● Datensatzauszüge mit Begrenzungsrahmen
# # # # #
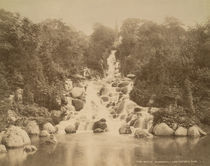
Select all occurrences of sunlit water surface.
[0,133,210,166]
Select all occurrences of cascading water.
[75,50,152,134]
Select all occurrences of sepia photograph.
[0,0,210,166]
# # # # #
● Gestellte Aufgabe
Tausche in allen Einträgen „occurrences“ gegen „instances“ aus und gib sie sonst unverändert wieder. Die Bilder lässt du dabei weg.

● Endergebnis
Select all instances of sunlit water surface.
[0,133,210,166]
Select all instances of cascading water.
[75,50,152,134]
Select all instances of sepia photograph.
[0,0,210,166]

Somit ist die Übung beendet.